-- Opening Marker --
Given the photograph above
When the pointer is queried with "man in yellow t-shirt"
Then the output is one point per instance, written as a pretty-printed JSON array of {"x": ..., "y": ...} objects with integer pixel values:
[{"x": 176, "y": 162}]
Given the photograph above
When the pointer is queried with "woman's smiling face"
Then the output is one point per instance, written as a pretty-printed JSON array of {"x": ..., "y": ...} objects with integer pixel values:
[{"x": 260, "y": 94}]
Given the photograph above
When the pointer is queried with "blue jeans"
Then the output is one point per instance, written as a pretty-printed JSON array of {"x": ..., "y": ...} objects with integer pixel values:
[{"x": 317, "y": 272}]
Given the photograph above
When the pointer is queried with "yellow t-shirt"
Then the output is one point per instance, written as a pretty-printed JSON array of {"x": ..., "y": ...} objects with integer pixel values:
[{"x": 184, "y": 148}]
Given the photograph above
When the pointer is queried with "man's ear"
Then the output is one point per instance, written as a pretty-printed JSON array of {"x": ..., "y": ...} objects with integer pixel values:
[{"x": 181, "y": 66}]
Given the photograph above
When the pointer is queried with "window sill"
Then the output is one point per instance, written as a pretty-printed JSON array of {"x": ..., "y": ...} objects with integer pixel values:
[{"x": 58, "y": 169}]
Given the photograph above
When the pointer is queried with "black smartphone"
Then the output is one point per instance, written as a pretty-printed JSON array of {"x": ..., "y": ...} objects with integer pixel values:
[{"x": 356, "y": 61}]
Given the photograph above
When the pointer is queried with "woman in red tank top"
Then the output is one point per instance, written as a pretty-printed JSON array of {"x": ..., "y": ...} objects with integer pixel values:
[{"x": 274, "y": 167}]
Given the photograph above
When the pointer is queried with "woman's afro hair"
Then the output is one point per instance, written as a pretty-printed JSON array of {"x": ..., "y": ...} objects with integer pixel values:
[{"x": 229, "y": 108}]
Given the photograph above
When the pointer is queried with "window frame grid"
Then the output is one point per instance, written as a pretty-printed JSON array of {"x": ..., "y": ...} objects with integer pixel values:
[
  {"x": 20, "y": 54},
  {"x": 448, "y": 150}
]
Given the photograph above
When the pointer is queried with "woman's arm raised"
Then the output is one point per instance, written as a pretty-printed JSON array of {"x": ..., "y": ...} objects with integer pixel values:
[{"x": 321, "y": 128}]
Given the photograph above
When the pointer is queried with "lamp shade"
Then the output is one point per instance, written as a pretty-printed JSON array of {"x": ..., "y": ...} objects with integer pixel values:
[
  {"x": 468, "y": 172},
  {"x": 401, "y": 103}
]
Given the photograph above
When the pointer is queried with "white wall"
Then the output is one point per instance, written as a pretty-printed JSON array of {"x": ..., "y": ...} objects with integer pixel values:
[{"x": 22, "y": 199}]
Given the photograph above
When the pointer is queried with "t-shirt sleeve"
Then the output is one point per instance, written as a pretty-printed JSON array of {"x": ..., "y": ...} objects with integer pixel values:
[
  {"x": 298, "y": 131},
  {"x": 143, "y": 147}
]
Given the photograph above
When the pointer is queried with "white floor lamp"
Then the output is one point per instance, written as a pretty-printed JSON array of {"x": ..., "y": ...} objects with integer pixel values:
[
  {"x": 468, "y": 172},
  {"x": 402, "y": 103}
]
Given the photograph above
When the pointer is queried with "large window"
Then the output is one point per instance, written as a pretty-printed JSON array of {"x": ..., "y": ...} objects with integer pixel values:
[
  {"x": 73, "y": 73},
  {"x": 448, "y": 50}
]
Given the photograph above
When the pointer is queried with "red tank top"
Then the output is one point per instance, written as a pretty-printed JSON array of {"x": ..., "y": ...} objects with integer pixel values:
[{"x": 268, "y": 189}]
-- Closing Marker --
- _Action item_
Search the material above for the word "window", and return each line that holds it.

- _Written solution_
When the pointer is queried with "window sill"
When the pointer is queried with "window frame grid"
When the pointer is queried with "large window"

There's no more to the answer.